OBJECTIVE =>
Swap "bare integers" for "plain integers" in the stretch from the start of the lines through the line containing "110,79,117,106", changing nothing else. Return only that stretch.

THE INPUT =>

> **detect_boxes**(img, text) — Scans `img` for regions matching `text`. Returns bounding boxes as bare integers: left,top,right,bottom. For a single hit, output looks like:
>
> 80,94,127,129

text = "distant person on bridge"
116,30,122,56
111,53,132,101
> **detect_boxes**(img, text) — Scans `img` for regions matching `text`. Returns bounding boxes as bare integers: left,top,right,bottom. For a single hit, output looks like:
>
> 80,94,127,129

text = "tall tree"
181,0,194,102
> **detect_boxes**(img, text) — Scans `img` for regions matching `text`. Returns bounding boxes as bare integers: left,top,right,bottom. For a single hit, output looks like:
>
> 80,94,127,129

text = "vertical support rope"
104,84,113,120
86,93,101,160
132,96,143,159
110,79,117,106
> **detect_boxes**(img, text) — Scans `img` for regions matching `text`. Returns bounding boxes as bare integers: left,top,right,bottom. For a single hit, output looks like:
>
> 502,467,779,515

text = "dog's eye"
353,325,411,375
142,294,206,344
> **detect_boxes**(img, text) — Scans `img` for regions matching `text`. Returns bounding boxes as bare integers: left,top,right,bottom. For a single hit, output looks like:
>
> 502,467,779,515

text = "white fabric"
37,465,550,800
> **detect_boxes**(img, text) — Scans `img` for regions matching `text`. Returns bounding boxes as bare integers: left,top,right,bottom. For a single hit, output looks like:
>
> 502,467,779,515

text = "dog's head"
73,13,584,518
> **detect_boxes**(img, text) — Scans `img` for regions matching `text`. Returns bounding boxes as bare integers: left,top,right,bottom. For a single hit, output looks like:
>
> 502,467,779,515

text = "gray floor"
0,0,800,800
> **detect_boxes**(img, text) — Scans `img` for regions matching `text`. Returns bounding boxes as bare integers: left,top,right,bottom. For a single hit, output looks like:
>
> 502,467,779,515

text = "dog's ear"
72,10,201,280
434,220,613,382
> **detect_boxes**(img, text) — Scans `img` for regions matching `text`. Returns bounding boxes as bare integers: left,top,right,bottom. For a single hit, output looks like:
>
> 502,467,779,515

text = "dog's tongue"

THE OUTPUT =>
> **detect_boxes**(img, text) — Scans `img` for regions matching `text`. Returns bounding boxes as plain integers: left,top,right,bottom. For a single hit, output looks like:
>
> 80,94,127,129

text = "distant person on bridge"
116,30,122,56
111,53,132,101
> **detect_boxes**(img, text) — Scans `img` for regions matching `text`. Returns bounding boxes as plain integers: left,top,right,bottom. For a single hit, output looks like:
>
> 80,94,127,129

text = "tall tree"
181,0,194,102
> **detect_boxes**(img, text) — Scans `img` for regions matching `text`. Returns bounding boxes as plain integers: left,top,right,bottom. For a single hit, output looks like:
>
> 80,94,127,129

text = "vertical support rope"
104,84,113,120
86,93,101,160
132,96,143,159
110,79,117,106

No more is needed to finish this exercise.